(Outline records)
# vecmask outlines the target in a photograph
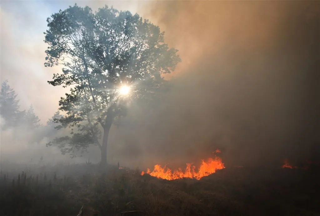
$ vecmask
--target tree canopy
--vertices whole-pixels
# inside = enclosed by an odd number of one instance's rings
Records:
[[[128,100],[154,95],[163,84],[161,74],[171,73],[180,61],[178,50],[164,43],[158,27],[137,14],[107,5],[93,13],[76,4],[47,21],[45,66],[63,66],[48,82],[72,87],[59,102],[66,114],[56,121],[73,130],[70,136],[49,144],[65,143],[60,145],[61,150],[72,152],[95,143],[106,160],[113,121],[125,115]],[[129,95],[121,94],[124,86],[130,88]]]

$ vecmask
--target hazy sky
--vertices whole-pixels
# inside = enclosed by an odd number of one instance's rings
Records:
[[[46,19],[74,2],[1,3],[1,81],[43,122],[66,90],[46,82],[60,70],[43,66]],[[112,128],[110,157],[152,166],[198,160],[219,148],[238,165],[317,158],[320,2],[77,3],[138,12],[165,31],[182,59],[156,108],[131,107],[124,125]]]
[[[32,104],[35,112],[45,122],[58,108],[65,89],[50,85],[47,81],[59,67],[44,66],[47,46],[43,32],[46,19],[59,10],[75,3],[88,5],[94,11],[107,4],[118,10],[136,12],[142,1],[2,1],[1,10],[0,69],[1,82],[6,79],[19,94],[21,108]]]

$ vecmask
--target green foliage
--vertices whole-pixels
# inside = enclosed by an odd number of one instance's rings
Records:
[[[8,82],[5,80],[1,83],[0,92],[0,109],[1,116],[5,121],[5,128],[18,125],[24,114],[19,110],[19,100],[16,99],[18,95]]]
[[[93,13],[76,4],[47,21],[45,66],[64,66],[48,82],[72,87],[59,102],[66,114],[55,120],[61,124],[57,129],[76,132],[48,143],[59,143],[63,153],[91,143],[106,145],[107,139],[99,142],[99,127],[107,136],[114,120],[126,115],[129,98],[152,98],[163,85],[161,74],[172,71],[180,61],[158,27],[128,11],[106,5]],[[131,88],[129,96],[119,94],[124,85]]]

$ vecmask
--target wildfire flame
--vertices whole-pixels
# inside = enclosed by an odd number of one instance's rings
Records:
[[[220,151],[219,150],[217,150],[215,152],[220,153]],[[155,166],[153,171],[151,172],[148,168],[146,172],[142,171],[141,173],[141,175],[147,174],[158,178],[169,180],[183,178],[199,180],[204,176],[215,173],[217,170],[222,169],[225,168],[224,165],[222,163],[221,158],[216,157],[214,159],[209,158],[206,161],[202,160],[197,172],[195,171],[196,167],[192,166],[190,163],[187,164],[187,167],[184,172],[181,168],[179,168],[172,172],[165,166],[163,168],[160,165],[157,165]]]

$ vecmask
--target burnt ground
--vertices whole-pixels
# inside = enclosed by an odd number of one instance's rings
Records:
[[[83,205],[84,216],[132,210],[153,216],[320,215],[319,167],[227,168],[199,181],[173,181],[117,167],[98,169],[84,165],[64,172],[30,170],[20,179],[3,170],[0,215],[76,216]]]

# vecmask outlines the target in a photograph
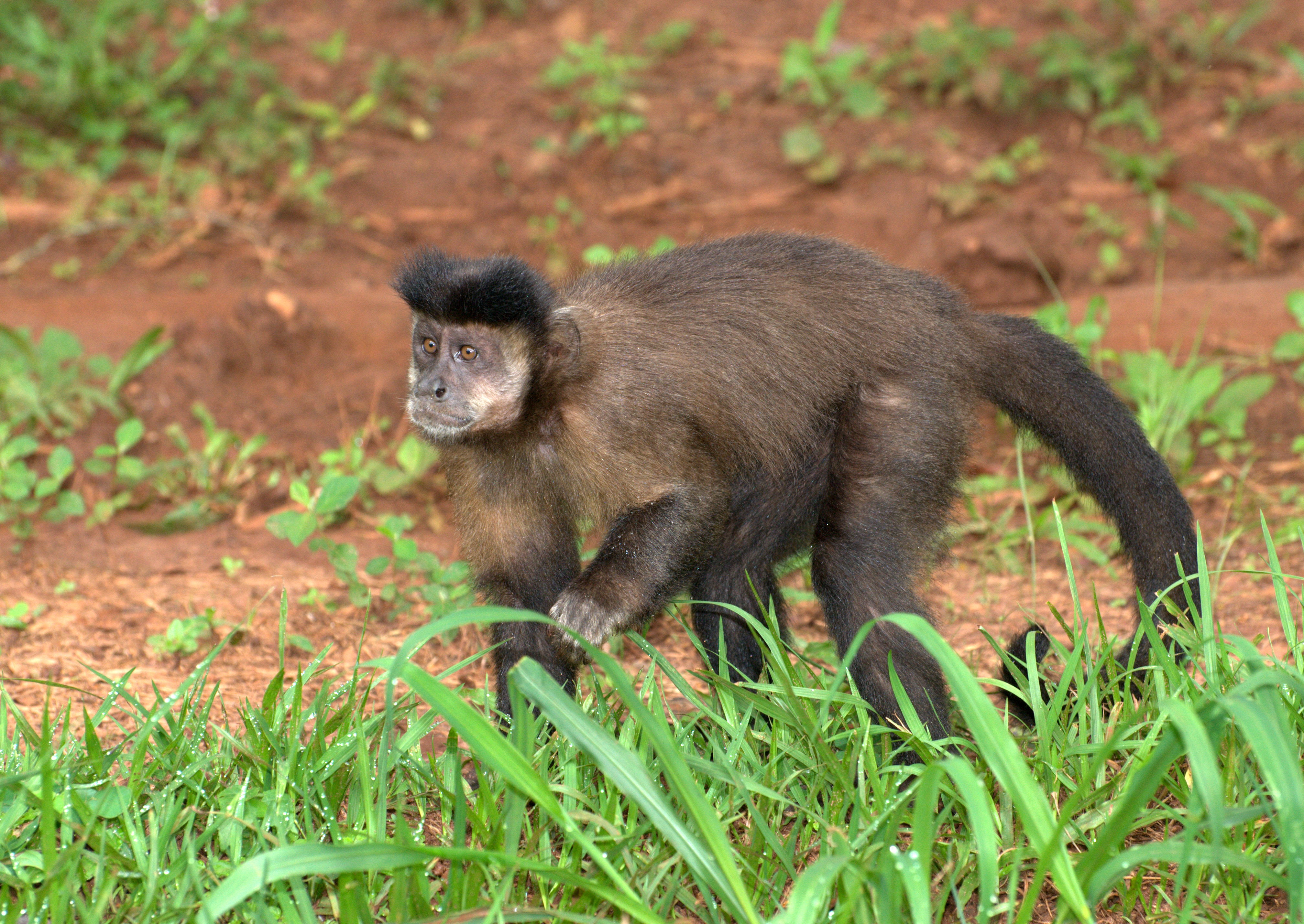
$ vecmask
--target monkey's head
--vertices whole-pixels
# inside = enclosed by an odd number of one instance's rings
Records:
[[[437,442],[510,430],[565,352],[548,282],[515,257],[430,249],[399,267],[394,288],[412,309],[412,422]]]

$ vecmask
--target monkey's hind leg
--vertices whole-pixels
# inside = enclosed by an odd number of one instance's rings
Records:
[[[802,547],[824,494],[828,459],[822,455],[784,478],[760,477],[734,487],[729,520],[711,559],[692,581],[692,629],[702,640],[711,670],[730,680],[759,680],[764,670],[760,644],[751,627],[709,602],[732,603],[765,623],[771,606],[781,632],[786,611],[775,564]],[[721,663],[720,641],[725,661]]]
[[[840,654],[871,619],[930,618],[915,581],[945,523],[964,452],[965,427],[945,397],[862,388],[844,408],[811,549],[811,580]],[[898,626],[875,623],[857,650],[850,674],[861,696],[889,725],[901,721],[889,661],[928,732],[947,738],[941,666]]]

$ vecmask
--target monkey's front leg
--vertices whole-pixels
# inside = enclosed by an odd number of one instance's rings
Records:
[[[711,554],[722,516],[722,500],[696,489],[626,511],[549,615],[592,645],[640,626]],[[557,632],[556,642],[561,657],[585,661],[567,632]]]

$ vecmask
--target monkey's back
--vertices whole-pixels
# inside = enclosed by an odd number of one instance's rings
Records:
[[[609,411],[589,425],[645,444],[653,470],[681,447],[784,468],[862,387],[971,400],[961,298],[840,241],[743,235],[591,272],[559,297],[585,357],[574,387]]]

* WHAT YOU NEED TO DO
Give back the entries verbatim. Do not include any picture.

* TASK OUTPUT
# vecmask outlines the target in a photograph
$ vecmask
--target tree canopy
--vertices whole-pixels
# inside = enclosed by an odd number of one instance's rings
Records:
[[[128,100],[154,95],[163,84],[161,74],[171,73],[180,61],[178,50],[164,43],[158,27],[137,14],[107,5],[93,13],[76,4],[47,21],[45,66],[63,66],[48,82],[72,87],[59,102],[66,114],[56,121],[73,130],[70,136],[49,144],[65,143],[60,145],[61,150],[72,152],[95,143],[106,160],[113,121],[125,115]],[[129,95],[121,94],[124,86],[130,88]]]

$ vecmask
--target hazy sky
--vertices whole-pixels
# inside = enclosed by an odd number of one instance's rings
Records:
[[[46,19],[74,2],[1,3],[1,81],[43,122],[66,90],[46,82],[60,70],[43,66]],[[112,128],[110,157],[152,166],[198,160],[219,148],[238,165],[317,158],[320,2],[77,3],[138,12],[165,31],[182,59],[156,108],[131,107],[124,125]]]
[[[32,104],[35,112],[45,122],[58,108],[65,89],[50,85],[47,81],[59,67],[44,66],[47,46],[43,32],[46,19],[59,10],[75,3],[88,5],[94,11],[107,4],[118,10],[136,12],[142,1],[2,1],[1,10],[0,69],[1,82],[6,79],[19,94],[21,108]]]

$ vecmask
--target green foliage
--vertices whole-pixels
# inside = enclosed by an odd number of one instance's rings
Records:
[[[8,82],[5,80],[1,83],[0,92],[0,109],[1,116],[5,121],[5,128],[18,125],[24,114],[19,110],[19,100],[16,99],[18,95]]]
[[[93,13],[76,4],[47,21],[45,66],[64,66],[48,82],[72,87],[59,102],[66,114],[55,120],[61,124],[57,129],[76,132],[48,143],[59,143],[63,153],[91,143],[106,145],[107,139],[99,142],[99,127],[107,136],[114,120],[126,115],[129,98],[152,98],[163,85],[161,74],[172,71],[180,61],[158,27],[128,11],[106,5]],[[131,88],[129,96],[119,94],[124,85]]]

$ vecmask
--target wildfire flame
--vertices whole-pixels
# inside = enclosed by an odd number of one instance's rings
Records:
[[[220,151],[219,150],[217,150],[215,152],[220,153]],[[155,166],[153,171],[151,172],[148,168],[146,172],[142,171],[141,173],[141,175],[147,174],[158,178],[169,180],[183,178],[199,180],[204,176],[215,173],[217,170],[222,169],[225,168],[224,165],[222,163],[221,158],[216,157],[214,159],[209,158],[206,161],[202,160],[197,172],[195,171],[196,167],[192,166],[190,163],[187,164],[187,167],[184,172],[181,168],[179,168],[172,172],[165,166],[163,168],[160,165],[157,165]]]

$ vecmask
--target burnt ground
--vertices whole-pixels
# inside = enclosed by an odd number of one instance's rings
Records:
[[[83,205],[84,216],[132,210],[153,216],[320,215],[319,167],[227,168],[199,181],[173,181],[117,167],[98,169],[84,165],[64,172],[30,170],[20,179],[3,170],[0,215],[76,216]]]

# vecmask outlines the target in a photograph
$ vecmask
--target monkey's head
--vertices whole-pixels
# inside = enclosed by an odd number of one instance's rings
Records:
[[[437,442],[510,430],[565,352],[548,282],[515,257],[430,249],[399,267],[394,288],[412,309],[412,422]]]

$ vecmask
--target monkey's hind leg
--vertices whole-pixels
# inside = enclosed by an odd number of one instance's rings
Records:
[[[802,547],[824,494],[828,459],[822,455],[784,478],[760,477],[734,487],[729,520],[711,559],[692,581],[692,629],[702,640],[711,670],[730,680],[759,680],[764,670],[760,644],[751,627],[709,602],[732,603],[765,623],[771,606],[781,632],[786,611],[775,564]],[[721,663],[720,641],[725,661]]]
[[[840,654],[871,619],[930,618],[915,581],[945,523],[964,452],[965,427],[945,397],[862,388],[844,408],[811,549],[811,580]],[[898,626],[875,623],[857,650],[850,674],[861,696],[889,725],[901,721],[889,661],[928,732],[947,738],[941,666]]]

$ vecmask
--target monkey's front leg
--vertices whole-pixels
# inside = enclosed by an odd number of one instance's rings
Records:
[[[711,554],[722,516],[722,500],[696,489],[626,511],[549,615],[592,645],[640,626]],[[557,632],[556,642],[561,657],[585,661],[567,632]]]

$ vecmask
--target monkey's back
--vertices whole-pixels
# inside = enclosed by an odd number of one instance's rings
Records:
[[[609,411],[589,425],[645,444],[653,470],[681,447],[784,468],[862,387],[971,400],[961,298],[840,241],[743,235],[591,272],[559,297],[585,357],[574,387]]]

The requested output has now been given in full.